(DATA EXCERPTS Opens)
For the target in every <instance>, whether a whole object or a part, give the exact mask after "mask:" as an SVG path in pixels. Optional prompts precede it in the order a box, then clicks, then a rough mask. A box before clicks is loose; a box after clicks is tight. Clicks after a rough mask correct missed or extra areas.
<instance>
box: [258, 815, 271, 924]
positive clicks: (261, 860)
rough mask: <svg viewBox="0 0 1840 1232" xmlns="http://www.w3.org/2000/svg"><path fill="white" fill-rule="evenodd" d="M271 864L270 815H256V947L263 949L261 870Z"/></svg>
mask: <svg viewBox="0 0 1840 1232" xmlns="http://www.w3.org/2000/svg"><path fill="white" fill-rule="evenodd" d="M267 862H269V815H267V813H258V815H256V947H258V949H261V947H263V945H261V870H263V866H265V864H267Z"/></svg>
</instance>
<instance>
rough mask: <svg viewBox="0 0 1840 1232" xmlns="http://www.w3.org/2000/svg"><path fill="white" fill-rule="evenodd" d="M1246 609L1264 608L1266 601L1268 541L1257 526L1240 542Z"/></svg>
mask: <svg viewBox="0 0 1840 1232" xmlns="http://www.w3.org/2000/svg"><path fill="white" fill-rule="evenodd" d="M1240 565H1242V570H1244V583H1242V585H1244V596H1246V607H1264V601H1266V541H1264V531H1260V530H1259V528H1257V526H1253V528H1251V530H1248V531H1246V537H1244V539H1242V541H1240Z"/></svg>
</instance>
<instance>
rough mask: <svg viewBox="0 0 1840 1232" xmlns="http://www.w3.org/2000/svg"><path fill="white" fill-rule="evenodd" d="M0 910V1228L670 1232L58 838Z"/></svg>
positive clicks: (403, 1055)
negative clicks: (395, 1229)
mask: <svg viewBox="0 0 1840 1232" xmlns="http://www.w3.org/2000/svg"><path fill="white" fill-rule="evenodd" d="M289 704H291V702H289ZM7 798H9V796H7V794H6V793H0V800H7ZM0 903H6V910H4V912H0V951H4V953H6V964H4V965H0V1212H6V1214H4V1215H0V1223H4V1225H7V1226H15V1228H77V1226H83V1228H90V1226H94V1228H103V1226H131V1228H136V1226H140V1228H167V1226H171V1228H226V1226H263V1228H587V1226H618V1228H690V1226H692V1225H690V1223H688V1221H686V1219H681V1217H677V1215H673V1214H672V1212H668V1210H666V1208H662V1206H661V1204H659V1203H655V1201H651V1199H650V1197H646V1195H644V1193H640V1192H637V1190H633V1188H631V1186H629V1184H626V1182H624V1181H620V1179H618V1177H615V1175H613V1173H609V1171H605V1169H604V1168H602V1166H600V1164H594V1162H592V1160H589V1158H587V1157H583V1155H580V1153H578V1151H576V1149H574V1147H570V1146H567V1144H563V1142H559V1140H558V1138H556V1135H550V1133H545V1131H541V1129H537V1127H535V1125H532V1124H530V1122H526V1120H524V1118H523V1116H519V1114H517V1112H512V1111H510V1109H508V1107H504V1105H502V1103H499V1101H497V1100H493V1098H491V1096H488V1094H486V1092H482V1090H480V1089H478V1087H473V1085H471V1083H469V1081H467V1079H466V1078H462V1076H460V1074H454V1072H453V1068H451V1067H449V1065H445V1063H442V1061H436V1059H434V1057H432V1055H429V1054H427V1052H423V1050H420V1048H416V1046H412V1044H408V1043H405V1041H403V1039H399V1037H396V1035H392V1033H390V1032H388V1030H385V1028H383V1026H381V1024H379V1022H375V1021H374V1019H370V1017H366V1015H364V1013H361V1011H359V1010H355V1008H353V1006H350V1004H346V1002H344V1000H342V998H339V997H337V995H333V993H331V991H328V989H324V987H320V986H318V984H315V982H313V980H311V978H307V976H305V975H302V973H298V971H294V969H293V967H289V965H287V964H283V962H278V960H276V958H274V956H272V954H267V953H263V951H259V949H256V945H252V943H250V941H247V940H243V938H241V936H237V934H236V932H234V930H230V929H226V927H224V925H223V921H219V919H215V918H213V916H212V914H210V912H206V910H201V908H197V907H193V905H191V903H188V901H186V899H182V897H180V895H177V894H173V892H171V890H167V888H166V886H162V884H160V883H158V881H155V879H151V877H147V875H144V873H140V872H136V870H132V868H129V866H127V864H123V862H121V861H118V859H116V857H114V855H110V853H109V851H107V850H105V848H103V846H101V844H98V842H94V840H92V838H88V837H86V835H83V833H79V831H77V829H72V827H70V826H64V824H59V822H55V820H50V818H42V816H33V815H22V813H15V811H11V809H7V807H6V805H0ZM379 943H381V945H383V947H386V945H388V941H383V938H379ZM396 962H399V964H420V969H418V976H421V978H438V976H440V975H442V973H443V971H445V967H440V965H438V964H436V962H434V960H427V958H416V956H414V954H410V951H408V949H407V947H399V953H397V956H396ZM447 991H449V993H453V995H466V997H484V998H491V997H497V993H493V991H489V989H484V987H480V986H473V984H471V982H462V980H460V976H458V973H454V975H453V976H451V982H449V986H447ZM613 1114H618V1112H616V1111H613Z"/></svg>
(DATA EXCERPTS Closes)
— INSTRUCTIONS TO FOLLOW —
Format every line of the records above as a Markdown table with the columns Row and Line, numbering the lines in order and leaving out any blank ones.

— EXERCISE SOLUTION —
| Row | Line |
|---|---|
| 1 | For the target in every <instance>, whether a whole object or a part, give the exact mask after "mask:" as an SVG path in pixels. Optional prompts precede it in the order a box, then clicks, then a rough mask. A box before clicks is loose; a box after clicks is tight. Clicks after a rough mask correct missed or extra areas. |
| 2 | <instance> |
| 3 | box: [258, 815, 271, 924] |
| 4 | positive clicks: (261, 860) |
| 5 | rough mask: <svg viewBox="0 0 1840 1232" xmlns="http://www.w3.org/2000/svg"><path fill="white" fill-rule="evenodd" d="M271 864L270 815H256V947L263 949L261 870Z"/></svg> |
| 6 | mask: <svg viewBox="0 0 1840 1232" xmlns="http://www.w3.org/2000/svg"><path fill="white" fill-rule="evenodd" d="M267 862H269V815H267V813H258V815H256V947H258V949H261V947H263V945H261V870H263V866H265V864H267Z"/></svg> |
| 7 | </instance> |
| 8 | <instance> |
| 9 | rough mask: <svg viewBox="0 0 1840 1232" xmlns="http://www.w3.org/2000/svg"><path fill="white" fill-rule="evenodd" d="M1246 609L1264 608L1266 601L1268 541L1257 526L1240 542Z"/></svg> |
| 10 | mask: <svg viewBox="0 0 1840 1232" xmlns="http://www.w3.org/2000/svg"><path fill="white" fill-rule="evenodd" d="M1240 565H1242V570H1244V583H1242V585H1244V596H1246V607H1264V601H1266V541H1264V531H1260V530H1259V528H1257V526H1253V528H1251V530H1248V531H1246V537H1244V539H1242V541H1240Z"/></svg> |
| 11 | </instance> |
| 12 | <instance> |
| 13 | rough mask: <svg viewBox="0 0 1840 1232" xmlns="http://www.w3.org/2000/svg"><path fill="white" fill-rule="evenodd" d="M0 910V1228L670 1232L58 838Z"/></svg> |
| 14 | positive clicks: (403, 1055) |
| 15 | negative clicks: (395, 1229) |
| 16 | mask: <svg viewBox="0 0 1840 1232" xmlns="http://www.w3.org/2000/svg"><path fill="white" fill-rule="evenodd" d="M289 704H291V702H289ZM7 798H9V796H7V794H6V793H0V800H7ZM0 903H6V910H4V912H0V951H4V953H6V964H4V965H0V1212H6V1214H4V1215H0V1223H4V1225H7V1226H15V1228H77V1226H83V1228H90V1226H94V1228H103V1226H131V1228H136V1226H140V1228H167V1226H171V1228H226V1226H263V1228H587V1226H618V1228H690V1226H692V1225H690V1223H688V1221H686V1219H681V1217H677V1215H673V1214H672V1212H668V1210H666V1208H662V1206H661V1204H659V1203H655V1201H651V1199H650V1197H646V1195H644V1193H640V1192H637V1190H633V1188H631V1186H629V1184H626V1182H624V1181H620V1179H618V1177H615V1175H613V1173H609V1171H605V1169H604V1168H602V1166H600V1164H594V1162H592V1160H589V1158H587V1157H583V1155H580V1153H578V1151H576V1149H574V1147H570V1146H567V1144H563V1142H559V1140H558V1138H556V1135H550V1133H545V1131H541V1129H537V1127H535V1125H532V1124H530V1122H526V1120H524V1118H523V1116H519V1114H517V1112H512V1111H510V1109H508V1107H504V1105H502V1103H499V1101H497V1100H493V1098H491V1096H488V1094H486V1092H482V1090H480V1089H478V1087H473V1085H471V1083H469V1081H467V1079H466V1078H462V1076H460V1074H454V1072H453V1068H451V1067H449V1065H445V1063H442V1061H436V1059H434V1057H432V1055H429V1054H427V1052H423V1050H420V1048H416V1046H412V1044H408V1043H405V1041H403V1039H399V1037H396V1035H392V1033H390V1032H388V1030H385V1028H383V1026H381V1024H379V1022H375V1021H374V1019H370V1017H366V1015H364V1013H361V1011H359V1010H355V1008H353V1006H350V1004H346V1002H344V1000H342V998H339V997H337V995H333V993H331V991H328V989H324V987H320V986H318V984H315V982H313V980H311V978H307V976H305V975H302V973H298V971H294V969H293V967H289V965H287V964H283V962H278V960H276V958H274V956H272V954H267V953H263V951H259V949H256V945H252V943H250V941H247V940H243V938H241V936H237V934H236V932H234V930H230V929H226V927H224V925H223V921H219V919H215V918H213V916H212V914H210V912H206V910H201V908H197V907H193V905H191V903H188V901H186V899H182V897H180V895H177V894H173V892H171V890H167V888H166V886H162V884H160V883H158V881H155V879H151V877H147V875H144V873H140V872H136V870H132V868H129V866H127V864H123V862H121V861H118V859H116V857H114V855H110V853H109V851H107V850H105V848H103V846H101V844H98V842H94V840H92V838H88V837H86V835H83V833H79V831H77V829H72V827H70V826H64V824H59V822H55V820H50V818H42V816H33V815H22V813H15V811H11V809H7V807H6V805H0ZM379 943H381V945H383V947H386V945H388V941H383V938H379ZM396 962H399V964H420V969H418V976H421V978H438V976H440V975H442V973H443V971H445V967H440V965H438V964H436V962H434V960H427V958H416V956H414V954H410V951H408V949H407V947H399V953H397V956H396ZM447 991H449V993H453V995H466V997H484V998H491V997H497V993H493V991H489V989H484V987H480V986H473V984H471V982H462V980H460V976H458V973H454V975H453V976H451V982H449V986H447ZM613 1114H618V1112H616V1111H613Z"/></svg> |